[start]

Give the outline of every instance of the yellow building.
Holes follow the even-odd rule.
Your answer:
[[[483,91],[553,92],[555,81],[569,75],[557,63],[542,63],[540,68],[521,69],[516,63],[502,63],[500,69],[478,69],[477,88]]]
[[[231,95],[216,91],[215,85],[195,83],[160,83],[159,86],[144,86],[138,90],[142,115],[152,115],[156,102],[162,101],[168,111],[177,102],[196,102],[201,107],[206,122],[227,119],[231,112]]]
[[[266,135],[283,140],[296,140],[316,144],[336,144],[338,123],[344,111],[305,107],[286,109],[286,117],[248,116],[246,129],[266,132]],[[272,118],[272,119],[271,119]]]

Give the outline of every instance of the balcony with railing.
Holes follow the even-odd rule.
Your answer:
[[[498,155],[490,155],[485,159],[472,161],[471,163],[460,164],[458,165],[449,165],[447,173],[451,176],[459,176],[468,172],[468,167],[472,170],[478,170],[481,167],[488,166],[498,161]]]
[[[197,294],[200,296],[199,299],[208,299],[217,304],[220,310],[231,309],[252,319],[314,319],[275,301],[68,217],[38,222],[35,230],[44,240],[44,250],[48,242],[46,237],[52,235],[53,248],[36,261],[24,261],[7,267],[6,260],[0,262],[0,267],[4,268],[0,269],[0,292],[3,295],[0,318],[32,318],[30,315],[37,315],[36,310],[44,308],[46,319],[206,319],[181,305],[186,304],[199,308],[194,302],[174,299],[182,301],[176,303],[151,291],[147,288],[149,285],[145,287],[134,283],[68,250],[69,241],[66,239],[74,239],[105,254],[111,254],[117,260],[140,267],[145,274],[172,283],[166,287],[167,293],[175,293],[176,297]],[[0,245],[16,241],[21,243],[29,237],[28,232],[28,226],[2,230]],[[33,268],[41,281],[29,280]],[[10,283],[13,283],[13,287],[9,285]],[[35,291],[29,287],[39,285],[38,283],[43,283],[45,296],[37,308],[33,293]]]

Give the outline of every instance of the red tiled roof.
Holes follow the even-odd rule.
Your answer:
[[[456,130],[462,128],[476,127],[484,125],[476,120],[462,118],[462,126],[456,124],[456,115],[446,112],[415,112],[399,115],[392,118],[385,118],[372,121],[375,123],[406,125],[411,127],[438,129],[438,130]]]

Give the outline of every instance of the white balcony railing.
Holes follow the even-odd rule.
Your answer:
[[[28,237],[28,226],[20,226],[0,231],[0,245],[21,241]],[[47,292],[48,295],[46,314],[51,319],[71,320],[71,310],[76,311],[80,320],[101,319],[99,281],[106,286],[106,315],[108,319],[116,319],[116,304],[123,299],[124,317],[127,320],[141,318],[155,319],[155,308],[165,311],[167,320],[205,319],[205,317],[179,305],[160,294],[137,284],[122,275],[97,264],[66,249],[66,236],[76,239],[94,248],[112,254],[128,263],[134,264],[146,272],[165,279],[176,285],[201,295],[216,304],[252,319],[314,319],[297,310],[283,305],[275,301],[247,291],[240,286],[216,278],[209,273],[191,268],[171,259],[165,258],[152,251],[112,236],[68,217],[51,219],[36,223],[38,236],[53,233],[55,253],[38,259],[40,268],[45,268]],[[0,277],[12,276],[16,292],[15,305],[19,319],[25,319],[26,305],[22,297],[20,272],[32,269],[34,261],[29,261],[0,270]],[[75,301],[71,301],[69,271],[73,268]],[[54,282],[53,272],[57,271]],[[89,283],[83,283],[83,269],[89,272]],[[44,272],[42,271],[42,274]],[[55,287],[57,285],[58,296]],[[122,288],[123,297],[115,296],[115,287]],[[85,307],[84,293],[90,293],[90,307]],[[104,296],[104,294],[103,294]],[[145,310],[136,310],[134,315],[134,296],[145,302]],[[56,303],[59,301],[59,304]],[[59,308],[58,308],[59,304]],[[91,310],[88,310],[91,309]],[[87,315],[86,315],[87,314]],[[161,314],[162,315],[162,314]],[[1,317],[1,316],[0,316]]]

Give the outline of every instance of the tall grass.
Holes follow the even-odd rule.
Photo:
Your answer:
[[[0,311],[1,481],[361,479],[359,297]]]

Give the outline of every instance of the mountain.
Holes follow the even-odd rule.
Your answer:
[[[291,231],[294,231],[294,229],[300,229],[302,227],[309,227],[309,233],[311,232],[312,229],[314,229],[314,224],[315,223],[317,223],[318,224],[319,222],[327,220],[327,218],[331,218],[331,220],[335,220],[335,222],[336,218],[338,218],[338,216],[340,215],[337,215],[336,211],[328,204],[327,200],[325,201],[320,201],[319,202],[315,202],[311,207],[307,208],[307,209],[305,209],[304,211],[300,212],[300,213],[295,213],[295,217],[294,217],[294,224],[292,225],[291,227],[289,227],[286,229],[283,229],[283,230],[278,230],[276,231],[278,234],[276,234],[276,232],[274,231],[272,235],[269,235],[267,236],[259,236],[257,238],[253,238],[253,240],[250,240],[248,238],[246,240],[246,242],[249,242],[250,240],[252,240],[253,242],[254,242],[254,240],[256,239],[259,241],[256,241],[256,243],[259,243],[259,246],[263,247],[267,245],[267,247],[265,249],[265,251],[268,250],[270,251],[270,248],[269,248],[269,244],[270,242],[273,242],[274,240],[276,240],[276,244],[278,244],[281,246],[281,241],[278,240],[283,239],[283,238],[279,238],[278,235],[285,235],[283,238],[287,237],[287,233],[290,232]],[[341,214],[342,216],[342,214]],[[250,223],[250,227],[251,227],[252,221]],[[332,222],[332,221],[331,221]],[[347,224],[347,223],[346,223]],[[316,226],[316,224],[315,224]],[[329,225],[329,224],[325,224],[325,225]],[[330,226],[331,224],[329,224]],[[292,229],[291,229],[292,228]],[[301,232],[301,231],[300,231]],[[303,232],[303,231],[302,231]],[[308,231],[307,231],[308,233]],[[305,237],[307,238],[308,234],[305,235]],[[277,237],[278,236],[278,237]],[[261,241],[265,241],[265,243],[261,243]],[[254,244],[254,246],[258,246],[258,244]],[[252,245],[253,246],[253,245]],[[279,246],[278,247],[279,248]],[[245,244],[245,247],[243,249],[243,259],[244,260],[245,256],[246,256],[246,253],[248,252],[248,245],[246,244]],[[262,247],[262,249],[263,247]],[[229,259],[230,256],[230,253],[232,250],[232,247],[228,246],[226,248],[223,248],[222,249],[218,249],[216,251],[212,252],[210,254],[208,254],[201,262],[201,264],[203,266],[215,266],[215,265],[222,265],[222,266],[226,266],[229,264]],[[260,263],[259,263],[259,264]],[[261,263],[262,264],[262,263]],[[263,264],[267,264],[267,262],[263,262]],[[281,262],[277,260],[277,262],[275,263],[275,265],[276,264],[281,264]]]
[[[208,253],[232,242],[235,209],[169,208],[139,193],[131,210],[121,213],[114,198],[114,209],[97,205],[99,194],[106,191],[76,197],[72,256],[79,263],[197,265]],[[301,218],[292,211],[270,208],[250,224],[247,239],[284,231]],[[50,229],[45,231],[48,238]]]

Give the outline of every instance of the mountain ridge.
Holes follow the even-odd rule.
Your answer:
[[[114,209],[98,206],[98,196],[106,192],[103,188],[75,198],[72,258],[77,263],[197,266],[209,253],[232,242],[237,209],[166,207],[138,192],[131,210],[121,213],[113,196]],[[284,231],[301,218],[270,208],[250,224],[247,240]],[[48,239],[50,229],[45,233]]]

[end]

Take every line from the one containing "Give the outline of every instance of the mountain ridge." to the end of the listing and output it exactly, with nothing else.

Give the outline of every instance of the mountain ridge.
Holes follow the even-odd rule.
Your answer:
[[[114,209],[98,206],[98,196],[106,192],[103,188],[75,198],[72,258],[77,263],[197,266],[209,253],[232,242],[237,209],[166,207],[138,192],[131,210],[121,213],[113,196]],[[284,231],[301,218],[270,208],[250,224],[247,240]],[[48,239],[50,229],[45,233]]]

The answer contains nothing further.